>> begin TEXT PROVIDED

If I was doing it again, I’d do quick baths twice a week in the beginning rather than a longer bath once a week, which is what I do now. It’s not like he needed super deep conditioning with his new puppy coat, so a quick bath would have been easier then. I think he would have adapted to and accepted baths earlier. 

At first our Hav did better with baths, but the bathtub was way too big to manage him well so I used the kitchen sink. When he was bigger I still found it was easier to use the handheld shower attachment instead of the bathtub.

One thing I keep forgetting to do is buy a few extra towels! I use at least 3 every time I give him a bath and since he gets his bath towards the end of the week it seems like I always have to wait for a load of towels to dry.


----------



## Melissa Brill (Feb 22, 2017)

*towels*



EvaE1izabeth said:


> One thing I keep forgetting to do is buy a few extra towels! I use at least 3 every time I give him a bath and since he gets his bath towards the end of the week it seems like I always have to wait for a load of towels to dry.


Oh the towels! We use 4 every time Perry gets a bath -- 1 for immediately out of the tub (and then on the floor to rub all over), 1 to carry him out to the living room and dry him off more, and then 2 to cover the couch so that he can jump around snorting and rub and dry himself off . He has his own set so I don't have to worry about waiting for towels to be washed/ dried  He air-dries so I end up using more towels.


----------



## ns.accp (Jan 27, 2019)

Thank you everyone. I am going to start with twice a week and hopefully he will get used to it. Regarding drying - is it okay to use hair dryer to dry them or is it not good for their coat? I am thinking of starting to use hair dryer but if its not good for him then I don’t wan to use it.


Sent from my iPad using Tapatalk


----------



## EvaE1izabeth (Nov 14, 2017)

The coat is delicate so you have to be careful not to let it get too hot but a human hair dryer works. I use the Hot Tools hair dryer I keep in DD bathroom and it does get very hot so I keep it on low. I only blow dry in the winter, the rest of the time I air dry.

>> end TEXT PROVIDED

# EXERCISE TASK A:
Reproduce the passage of the dog-bathing thread from "Sent from my" up to and including "time I air dry.".

>> begin PROVIDED DATA

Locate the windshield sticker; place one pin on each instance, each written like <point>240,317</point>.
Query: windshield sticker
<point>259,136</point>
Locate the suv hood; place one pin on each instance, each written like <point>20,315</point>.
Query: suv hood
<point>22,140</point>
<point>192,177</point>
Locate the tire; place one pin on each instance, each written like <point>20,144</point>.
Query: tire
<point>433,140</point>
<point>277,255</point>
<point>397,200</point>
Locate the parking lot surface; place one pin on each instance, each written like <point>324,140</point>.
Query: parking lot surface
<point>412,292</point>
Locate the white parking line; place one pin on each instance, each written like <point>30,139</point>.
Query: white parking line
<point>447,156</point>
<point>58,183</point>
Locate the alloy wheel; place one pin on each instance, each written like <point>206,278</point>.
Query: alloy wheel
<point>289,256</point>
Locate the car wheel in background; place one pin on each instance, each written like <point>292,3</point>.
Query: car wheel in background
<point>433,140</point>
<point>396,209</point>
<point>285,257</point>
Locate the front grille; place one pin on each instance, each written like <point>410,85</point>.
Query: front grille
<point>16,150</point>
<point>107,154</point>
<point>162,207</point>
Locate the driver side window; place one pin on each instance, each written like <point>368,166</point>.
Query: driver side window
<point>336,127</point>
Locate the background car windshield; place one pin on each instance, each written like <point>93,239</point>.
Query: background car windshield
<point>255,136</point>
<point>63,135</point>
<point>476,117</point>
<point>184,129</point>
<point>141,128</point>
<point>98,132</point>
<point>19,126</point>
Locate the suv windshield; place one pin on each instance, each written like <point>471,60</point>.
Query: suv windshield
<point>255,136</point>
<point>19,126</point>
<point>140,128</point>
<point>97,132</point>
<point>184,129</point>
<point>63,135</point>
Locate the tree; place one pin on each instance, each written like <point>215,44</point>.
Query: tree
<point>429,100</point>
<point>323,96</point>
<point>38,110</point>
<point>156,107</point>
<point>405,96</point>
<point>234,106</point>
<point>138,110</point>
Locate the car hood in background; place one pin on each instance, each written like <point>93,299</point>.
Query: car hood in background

>> end PROVIDED DATA

# EXERCISE TASK B:
Turn the lines of the records, from the line with "Locate the parking" up to and including the line with "<point>58,183</point>", into a JSON list of strings with one string per line and blank lines left out. Include only those lines.

# COMPLETE ANSWER A:
Sent from my iPad using Tapatalk


----------



## EvaE1izabeth (Nov 14, 2017)

The coat is delicate so you have to be careful not to let it get too hot but a human hair dryer works. I use the Hot Tools hair dryer I keep in DD bathroom and it does get very hot so I keep it on low. I only blow dry in the winter, the rest of the time I air dry.

# COMPLETE ANSWER B:
[
  "Locate the parking lot surface; place one pin on each instance, each written like <point>324,140</point>.",
  "Query: parking lot surface",
  "<point>412,292</point>",
  "Locate the white parking line; place one pin on each instance, each written like <point>30,139</point>.",
  "Query: white parking line",
  "<point>447,156</point>",
  "<point>58,183</point>"
]